Summertime weather conditions that started dry but got a much-needed boost from abundant July rainfall helped southwestern Oklahoma’s cotton crop recover nicely in time for harvest in October and November, producers said.
Jackson County farmers Keeff Felty and Clint Abernathy rated their cotton harvests as being about average compared to production levels in the past.
“Typically, we worry about weather conditions, but this year has been more about pandemic-related supply chain issues and rising prices of inputs such as fertilizer, diesel fuel and the like, essentially everything but seed,” said Felty, a fourth-generation cotton farmer who earned his bachelor’s and master’s degrees in agricultural economics from Oklahoma State University in 1989 and 1991, respectively.
Felty and his stepmother Natalie Wheeler have been agribusiness partners for 26 years. They have been stockpiling equipment parts and other supplies as they can. They’ve had to look as far away as Houston for some of them, he said.
Abernathy, another fourth-generation cotton producer who farms with his two sons and son-in-law, said 2021 was a tale of two management options for their operation.
“We grow both dryland and irrigated cotton, the latter of which relies on mostly furrow irrigation, though we’ve been moving gradually to more drip irrigation over the years,” he said. “There was a point this past summer when we simply didn’t have enough water to irrigate properly. The lake that is our water source was way below its normal level. But then the skies opened up in July and continued to rain off and on in August, so it worked out well enough to produce a decent crop.”

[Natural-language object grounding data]
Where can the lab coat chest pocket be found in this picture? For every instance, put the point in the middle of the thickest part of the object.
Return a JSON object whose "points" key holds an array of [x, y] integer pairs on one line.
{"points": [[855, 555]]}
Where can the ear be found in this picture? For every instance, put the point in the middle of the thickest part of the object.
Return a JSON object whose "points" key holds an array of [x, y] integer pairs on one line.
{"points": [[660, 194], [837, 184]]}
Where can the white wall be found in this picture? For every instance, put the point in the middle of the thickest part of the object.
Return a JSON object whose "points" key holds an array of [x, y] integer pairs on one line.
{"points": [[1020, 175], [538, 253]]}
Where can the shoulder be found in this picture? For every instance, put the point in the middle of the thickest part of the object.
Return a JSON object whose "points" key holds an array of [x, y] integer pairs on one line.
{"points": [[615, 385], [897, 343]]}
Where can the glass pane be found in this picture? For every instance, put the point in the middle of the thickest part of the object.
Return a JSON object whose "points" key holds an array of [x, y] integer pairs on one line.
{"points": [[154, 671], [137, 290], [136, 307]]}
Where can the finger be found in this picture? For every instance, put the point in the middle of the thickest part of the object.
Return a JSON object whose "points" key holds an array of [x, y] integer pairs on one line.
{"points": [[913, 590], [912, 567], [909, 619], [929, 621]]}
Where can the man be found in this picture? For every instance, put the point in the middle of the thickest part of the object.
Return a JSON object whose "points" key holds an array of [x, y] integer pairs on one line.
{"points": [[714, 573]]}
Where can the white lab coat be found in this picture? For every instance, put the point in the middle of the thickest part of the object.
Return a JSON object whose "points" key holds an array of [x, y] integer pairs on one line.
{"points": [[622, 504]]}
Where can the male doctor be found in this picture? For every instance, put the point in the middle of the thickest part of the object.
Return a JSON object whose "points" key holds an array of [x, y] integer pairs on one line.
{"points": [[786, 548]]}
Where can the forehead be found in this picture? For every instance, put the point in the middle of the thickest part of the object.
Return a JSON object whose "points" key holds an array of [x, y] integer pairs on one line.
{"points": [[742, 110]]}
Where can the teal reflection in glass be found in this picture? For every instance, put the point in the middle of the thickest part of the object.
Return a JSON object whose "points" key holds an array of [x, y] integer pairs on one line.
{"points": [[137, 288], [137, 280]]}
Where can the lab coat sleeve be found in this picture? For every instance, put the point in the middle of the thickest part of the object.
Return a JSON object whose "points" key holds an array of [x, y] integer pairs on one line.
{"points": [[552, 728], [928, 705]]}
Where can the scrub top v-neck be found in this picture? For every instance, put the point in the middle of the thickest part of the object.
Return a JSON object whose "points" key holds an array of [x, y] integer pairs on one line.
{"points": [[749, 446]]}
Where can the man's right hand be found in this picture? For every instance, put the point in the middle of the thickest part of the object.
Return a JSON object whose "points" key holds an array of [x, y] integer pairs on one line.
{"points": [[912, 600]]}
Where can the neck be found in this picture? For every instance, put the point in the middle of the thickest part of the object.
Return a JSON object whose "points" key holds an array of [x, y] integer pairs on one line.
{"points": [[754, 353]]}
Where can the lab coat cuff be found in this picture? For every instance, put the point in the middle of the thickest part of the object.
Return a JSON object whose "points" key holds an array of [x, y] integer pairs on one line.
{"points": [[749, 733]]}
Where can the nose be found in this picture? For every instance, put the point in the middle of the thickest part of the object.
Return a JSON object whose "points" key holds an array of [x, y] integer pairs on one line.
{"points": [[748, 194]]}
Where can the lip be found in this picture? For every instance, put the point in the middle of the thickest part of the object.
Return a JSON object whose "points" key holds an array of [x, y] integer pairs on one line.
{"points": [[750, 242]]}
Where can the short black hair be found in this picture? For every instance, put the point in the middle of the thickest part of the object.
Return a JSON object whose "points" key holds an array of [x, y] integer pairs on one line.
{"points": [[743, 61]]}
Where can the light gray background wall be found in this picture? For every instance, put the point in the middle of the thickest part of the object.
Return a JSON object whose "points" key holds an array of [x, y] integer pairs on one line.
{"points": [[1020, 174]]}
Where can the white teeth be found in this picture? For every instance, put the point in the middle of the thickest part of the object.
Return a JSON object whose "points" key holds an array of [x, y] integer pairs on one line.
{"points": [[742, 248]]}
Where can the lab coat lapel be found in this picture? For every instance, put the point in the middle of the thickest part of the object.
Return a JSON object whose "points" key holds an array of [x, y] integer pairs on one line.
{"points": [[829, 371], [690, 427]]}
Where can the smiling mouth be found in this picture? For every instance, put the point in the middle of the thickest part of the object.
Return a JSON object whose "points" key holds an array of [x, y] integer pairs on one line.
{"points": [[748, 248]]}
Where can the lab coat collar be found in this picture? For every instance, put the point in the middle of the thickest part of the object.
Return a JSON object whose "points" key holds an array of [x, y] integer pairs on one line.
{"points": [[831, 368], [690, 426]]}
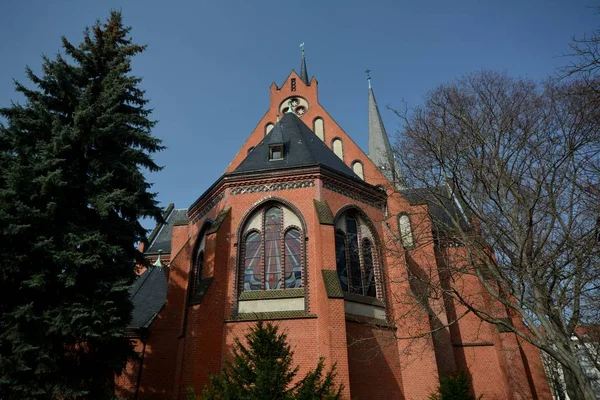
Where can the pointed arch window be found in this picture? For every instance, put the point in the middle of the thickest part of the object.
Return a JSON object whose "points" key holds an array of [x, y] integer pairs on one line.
{"points": [[406, 235], [198, 260], [319, 128], [293, 259], [268, 128], [272, 250], [355, 264], [338, 148], [358, 169], [252, 262], [369, 268]]}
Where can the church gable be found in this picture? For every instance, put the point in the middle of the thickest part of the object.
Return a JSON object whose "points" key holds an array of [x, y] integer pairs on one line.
{"points": [[303, 100]]}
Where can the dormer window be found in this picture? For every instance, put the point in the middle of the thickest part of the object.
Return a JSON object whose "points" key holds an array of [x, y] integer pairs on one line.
{"points": [[276, 152]]}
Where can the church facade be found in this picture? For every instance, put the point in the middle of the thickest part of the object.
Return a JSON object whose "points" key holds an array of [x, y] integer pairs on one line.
{"points": [[306, 230]]}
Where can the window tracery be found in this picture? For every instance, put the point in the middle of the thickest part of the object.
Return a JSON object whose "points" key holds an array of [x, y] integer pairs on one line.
{"points": [[272, 250], [355, 255]]}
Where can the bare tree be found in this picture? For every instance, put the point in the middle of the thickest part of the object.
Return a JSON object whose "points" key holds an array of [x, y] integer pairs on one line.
{"points": [[509, 169]]}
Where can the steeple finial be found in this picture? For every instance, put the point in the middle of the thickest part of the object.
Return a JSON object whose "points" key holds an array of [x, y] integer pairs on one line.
{"points": [[158, 263], [303, 71], [380, 150]]}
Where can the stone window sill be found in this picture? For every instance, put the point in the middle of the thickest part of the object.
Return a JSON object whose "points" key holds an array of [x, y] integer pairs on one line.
{"points": [[357, 298]]}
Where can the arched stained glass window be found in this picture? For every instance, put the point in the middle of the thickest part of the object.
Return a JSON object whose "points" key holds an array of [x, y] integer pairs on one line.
{"points": [[355, 264], [268, 128], [293, 259], [358, 169], [252, 262], [406, 231], [338, 148], [198, 260], [319, 128], [340, 259], [370, 289], [273, 248], [355, 272]]}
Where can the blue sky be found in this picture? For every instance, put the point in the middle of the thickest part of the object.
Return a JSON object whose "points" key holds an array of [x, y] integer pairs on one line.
{"points": [[209, 64]]}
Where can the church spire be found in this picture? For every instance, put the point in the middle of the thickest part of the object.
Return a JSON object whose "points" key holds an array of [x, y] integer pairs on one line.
{"points": [[303, 72], [380, 150]]}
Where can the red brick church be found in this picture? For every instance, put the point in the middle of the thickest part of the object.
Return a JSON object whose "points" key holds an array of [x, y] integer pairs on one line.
{"points": [[307, 230]]}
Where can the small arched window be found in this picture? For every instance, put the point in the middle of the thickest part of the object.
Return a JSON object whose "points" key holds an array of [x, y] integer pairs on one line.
{"points": [[406, 235], [338, 148], [355, 264], [367, 248], [293, 259], [272, 251], [268, 128], [319, 128], [358, 169], [252, 262], [198, 260]]}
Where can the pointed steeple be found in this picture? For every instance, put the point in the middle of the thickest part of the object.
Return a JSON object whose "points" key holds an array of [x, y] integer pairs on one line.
{"points": [[158, 263], [303, 71], [380, 150]]}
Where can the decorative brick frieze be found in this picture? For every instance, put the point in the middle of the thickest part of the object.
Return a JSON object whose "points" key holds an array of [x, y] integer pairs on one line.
{"points": [[351, 192], [208, 207], [272, 187]]}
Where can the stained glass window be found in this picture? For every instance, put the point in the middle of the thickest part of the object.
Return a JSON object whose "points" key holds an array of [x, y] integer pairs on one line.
{"points": [[355, 273], [340, 259], [293, 261], [369, 287], [198, 265], [356, 270], [252, 264], [273, 258], [406, 231], [273, 248]]}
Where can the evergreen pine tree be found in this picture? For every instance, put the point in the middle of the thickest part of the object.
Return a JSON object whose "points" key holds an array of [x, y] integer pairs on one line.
{"points": [[262, 370], [72, 192]]}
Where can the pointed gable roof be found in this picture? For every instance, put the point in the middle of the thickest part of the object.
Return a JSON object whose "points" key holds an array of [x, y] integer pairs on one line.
{"points": [[380, 150], [148, 295], [302, 148]]}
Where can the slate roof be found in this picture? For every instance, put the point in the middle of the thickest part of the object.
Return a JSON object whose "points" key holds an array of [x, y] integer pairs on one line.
{"points": [[443, 207], [160, 239], [148, 294], [302, 148]]}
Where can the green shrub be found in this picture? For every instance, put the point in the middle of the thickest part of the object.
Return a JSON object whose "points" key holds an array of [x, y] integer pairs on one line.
{"points": [[456, 386]]}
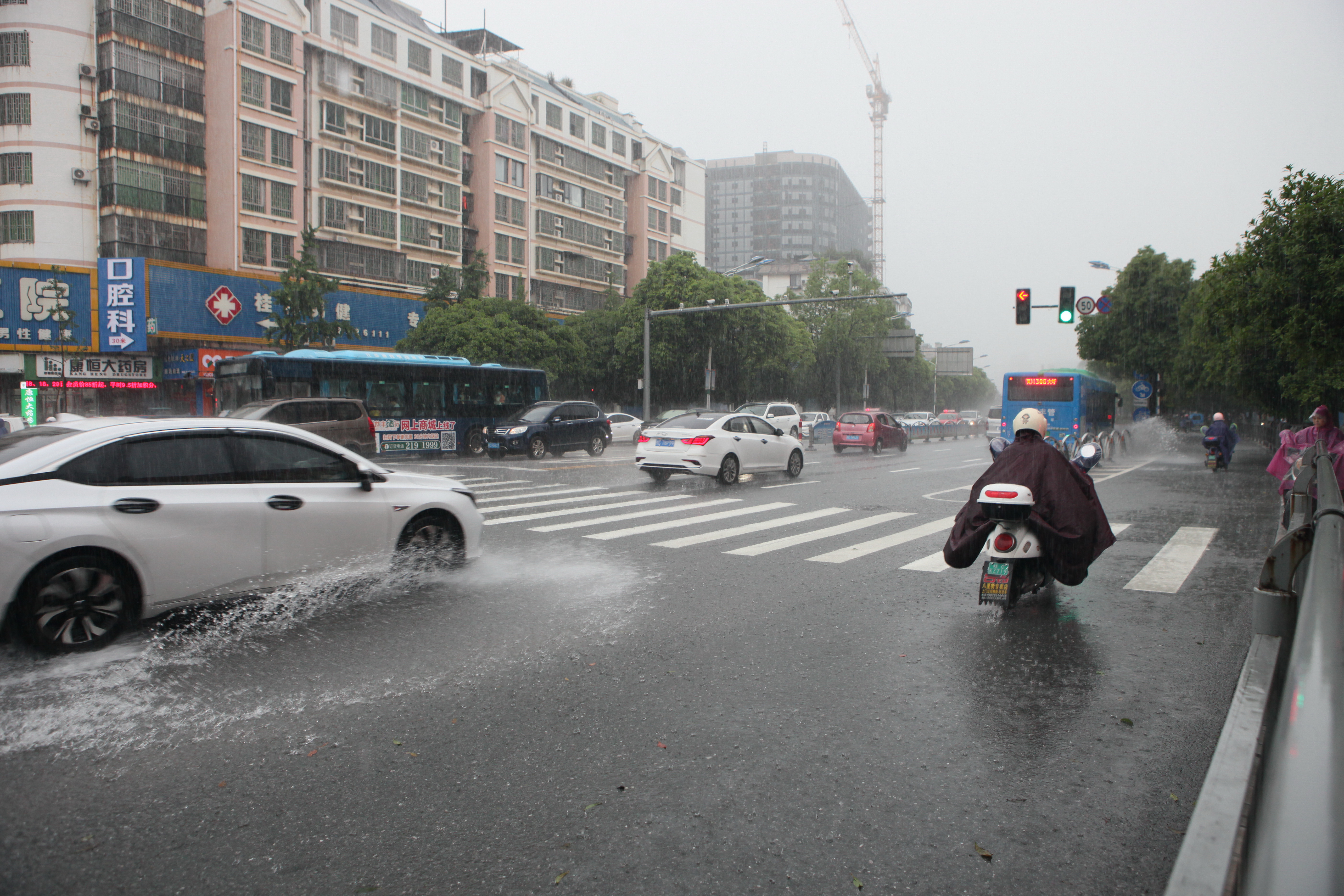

__Activities__.
1. Condense the paragraph of the Oklahoma cotton article that opens "Felty and his stepmother" into a single shorter sentence, keeping its main facts.
2. According to the Oklahoma cotton article, in what years did Felty earn his bachelor's and master's degrees?
3. Please pick up the Oklahoma cotton article where it stops and carry it forward.
These records were taken from a separate source.

__Written responses__.
1. Felty and his stepmother Natalie Wheeler, agribusiness partners for 26 years, stockpile equipment parts and other supplies when they can, sometimes going as far as Houston for them.

2. 1989 and 1991, respectively.

3.
A relatively dry, mild and sunny September following the rainfall allowed the cotton to mature, exactly as Oklahoma producers needed. Some cotton fields began to have cracked bulbs by mid-September, earlier than most analysts expected.
“Analysts and producers recognized that high yields weren’t likely to happen given weather conditions at the start of the growing season,” said Seth Byrd, OSU Extension cotton specialist. “We’ve seen the crop fruit higher up on the plant than it normally does. The cotton looks good visually, but it took longer to fruit and that affects yields.”
Byrd recently provided additional information and expert insights about Oklahoma’s 2021 cotton crop on the agricultural television program SUNUP.
“During harvest, weather conditions become the primary concern,” he said. “However, we’ve had some high-wind and storm events and Oklahoma cotton seems to have come through fairly well. It’s evident the crop has been rained on, but we haven’t seen indications of significant yield loss. Harvesting delays have been minimal.”
As of Nov. 8, about 50% of Oklahoma’s cotton crop has been harvested with nearly 100% of irrigated cotton harvested. The ratio is typical for Oklahoma, according to market statistics. Dryland cotton tends to be later-maturing plant varieties. Prices for 41-4-34 cotton — desired designations for color, leaf grade and staple, respectively — is $1.13 per pound, an increase from about 90 cents per pound in mid-September. The Oklahoma 10-year average price is 67 cents per pound.
Cotton is Oklahoma’s fourth-largest export behind oil, gas and wheat, although total acres committed to growing cotton can vary widely from year to year — in 2018, for example, about 780,000 acres were reported, compared to 305,000 acres in 2016. Cotton is planted in May and harvested in October and November. It is one of the more expensive crops to produce, in part because improved disease-resistant varieties and equipment needed to care for and harvest the crop can be costly. A new cotton harvester costs about $1 million, as an example.
Mike Schulz, station superintendent for OSU’s Southwest Agronomy Research Station in Tipton, recently told Oklahoma Educational Television Authority (OETA) news reporters that $450 million to $500 million worth of cotton is projected to be harvested in Oklahoma in 2021.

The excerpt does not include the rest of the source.